**Things to do**.
1. In the chickpea flour quiche post, what did the writer use in place of the onions and peppers?
2. Reproduce the part of the chickpea flour quiche post between "I’m intrigued by" and "protein. Bonus points.", inclusive.

**Source text**.
◇ ◇ ◇ ◇

When Jess bought me But I Could Never Go Vegan for my birthday last month, the recipes that most piqued my interest were those that used chickpea flour as an egg substitute of sorts. It’s taken me over a month, but I finally popped to Taj over the weekend to pick up some chickpea flour and put that theory to the test. Ironically, I ended up rejecting the BICNGV recipes in favour of this one from One Green Planet. I decided the ones in the book were too fussy and I was feeling too lazy.
I’m intrigued by chickpea flour in a big way. I’ve already used up the little packet I bought at Taj but I’m gonna nip out and get some more (apparently it’s cheaper and available in larger quantities down the supermarket under the name of gram flour, thanks Twitter) to keep experimenting with vegan and gluten free situations. Chickpea flour is as it sounds, straight up ground up chickpeas, making it not a super stodgy carby thing to use, but a badass source of protein. Bonus points.
I followed the recipe.. ish. Not quite to the letter. Alright, not to the letter at all. One Green Planet’s Chickpea Flour Quiches call for onions and peppers as the veg component. I didn’t have pepper in and onion sounded too boring so I grated some sweet potato, fried it off a little and added that instead. I also used garlic powder instead of fresh garlic, and onion powder, loads of chilli flakes, salt and pepper, and fresh dill. I was concerned that they’d be seriously lacking in flavour so may have overcompensated a little.
Chickpea flour, water, oil, herby spicy things and vegetables are all mixed together in a bowl (whisking gently is best, I think) and spooned into a muffin tin prepared with cooking spray. Baked in the hottest of hot ovens for about 10 minutes, then another 10 minutes but with the door open. This is apparently to cool it on the steam front, but I didn’t notice any steam.. maybe I was doing something wrong.
They came out looking pretty much how they should have done, I think, so they were a success from that perspective. In terms of taste, I would put them at a steady “OK if your condiment game is strong” level. Even though I’d seasoned the f*ck out of them, they just weren’t bringing a lot to the table flavour wise. If I tried again, I’d go in even harder with the extra seasoning, because I think there’s a potential there but I just haven’t hit it yet. Their consistency also takes some getting used to. They came out somehow a little dry yet undercooked-feeling simultaneously, something I didn’t think possible. Side note here: isn’t me slagging off the recipe, cause I totally strayed from it and have never worked with chickpea flour before, I’m just filling you in on my experience.
I’m probably not gonna rush to make these again, but me and chickpea flour are far from done, so watch this space – oh, and if you’ve got any great recipes for me to play with, hit me up!

◇ ◇ ◇ ◇

**Raw data**.
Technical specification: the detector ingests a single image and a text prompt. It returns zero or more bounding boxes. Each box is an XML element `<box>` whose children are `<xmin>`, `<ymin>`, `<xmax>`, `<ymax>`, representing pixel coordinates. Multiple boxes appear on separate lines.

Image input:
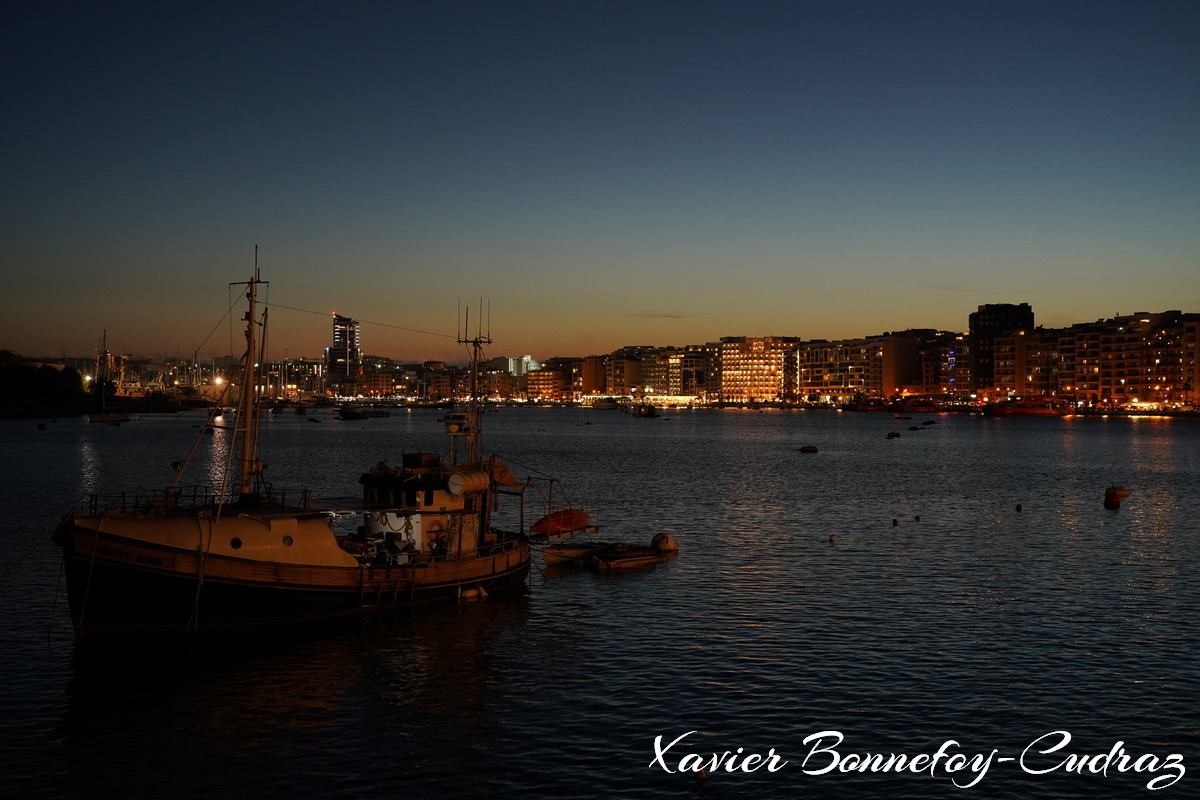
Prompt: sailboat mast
<box><xmin>236</xmin><ymin>251</ymin><xmax>262</xmax><ymax>498</ymax></box>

◇ ◇ ◇ ◇

**Task-by-task results**.
1. Grated sweet potato, fried a little.

2.
I’m intrigued by chickpea flour in a big way. I’ve already used up the little packet I bought at Taj but I’m gonna nip out and get some more (apparently it’s cheaper and available in larger quantities down the supermarket under the name of gram flour, thanks Twitter) to keep experimenting with vegan and gluten free situations. Chickpea flour is as it sounds, straight up ground up chickpeas, making it not a super stodgy carby thing to use, but a badass source of protein. Bonus points.